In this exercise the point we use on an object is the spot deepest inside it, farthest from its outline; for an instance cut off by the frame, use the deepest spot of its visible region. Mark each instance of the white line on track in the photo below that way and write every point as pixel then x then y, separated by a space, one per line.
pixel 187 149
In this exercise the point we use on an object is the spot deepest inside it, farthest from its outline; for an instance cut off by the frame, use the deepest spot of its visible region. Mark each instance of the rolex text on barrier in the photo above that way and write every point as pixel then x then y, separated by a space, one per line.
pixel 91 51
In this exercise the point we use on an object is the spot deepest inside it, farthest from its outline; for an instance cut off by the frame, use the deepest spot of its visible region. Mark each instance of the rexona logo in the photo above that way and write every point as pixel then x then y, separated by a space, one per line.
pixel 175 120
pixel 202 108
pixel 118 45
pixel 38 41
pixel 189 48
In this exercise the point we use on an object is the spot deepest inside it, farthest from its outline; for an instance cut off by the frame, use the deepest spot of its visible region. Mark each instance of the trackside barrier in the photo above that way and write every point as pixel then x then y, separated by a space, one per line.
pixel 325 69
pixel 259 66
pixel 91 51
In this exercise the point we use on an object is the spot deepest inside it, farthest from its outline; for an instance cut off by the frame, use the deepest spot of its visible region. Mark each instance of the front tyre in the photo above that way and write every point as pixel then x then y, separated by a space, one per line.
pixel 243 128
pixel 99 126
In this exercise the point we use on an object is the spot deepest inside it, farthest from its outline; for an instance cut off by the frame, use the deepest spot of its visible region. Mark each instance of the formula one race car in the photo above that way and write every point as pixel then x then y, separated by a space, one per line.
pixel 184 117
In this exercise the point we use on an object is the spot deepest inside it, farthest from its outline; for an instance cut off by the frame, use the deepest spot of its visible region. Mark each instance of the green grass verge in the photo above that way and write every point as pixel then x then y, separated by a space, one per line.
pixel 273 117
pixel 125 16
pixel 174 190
- - - - -
[Stated task] Copy out every one of the entries above word for word, keeping each on its own line.

[Task answer]
In this exercise the point we use on an object is the spot deepest inside it, farthest from its outline; for an instance cut off by the frame, use the deepest spot of its visible region. Mark each instance of the white line on track in the photo below that way and write every point as pixel then x then y, separated by a space, one per line.
pixel 187 149
In this exercise the point we use on an object is the spot deepest inside it, farthest from its outline; for an instance cut off by the frame, use the deepest spot of its visible region. Mark each instance of the rolex text on barrier in the photo above that way and write every point as pixel then x then y, separated by a space, one per line.
pixel 91 51
In this exercise the point we use on an object is the spot deepest inside it, farthest from its outline; for an instance cut off by the frame, use the deepest spot of its visible region. Mark each instance of the rexona logo in the photo above that way and write every point as pixel then x then y, separated by a space, one per line.
pixel 175 120
pixel 202 108
pixel 118 45
pixel 38 41
pixel 189 48
In this exercise the point we use on an object is the spot deepest inside it, farthest from its outline; for an instance cut off by the frame, use the deepest spot of its visible region. Mark each instance of the trackside barrier in the photo above that way and write every point as pixel then x then y, separated by a space, one per line.
pixel 325 69
pixel 259 66
pixel 91 51
In this exercise the point we use on an object is the spot deepest inside it, farthest from its outline; for an instance cut off by the frame, use the deepest spot of its visible region. Mark each instance of the front tyre in the photo above that way and write every point as pixel then x then y, separated by a space, one per line.
pixel 243 128
pixel 99 126
In this exercise the point we use on an object is the spot deepest inside it, farthest from its outline; for an instance cut off by the frame, use the deepest spot of its visible region. Mark each instance of the formula one race car in the photo above that way and write every point as pixel then x then y, separated by a space, one per line.
pixel 184 117
In this exercise the point we use on an object is the spot deepest inside it, farthest from its outline; for an instance cut off by the frame, use the deepest spot of its visible region. Mark each instance of the green grass verge in the photo above that way and write every point as pixel then x then y, separated by a space, one per line.
pixel 273 117
pixel 125 16
pixel 174 190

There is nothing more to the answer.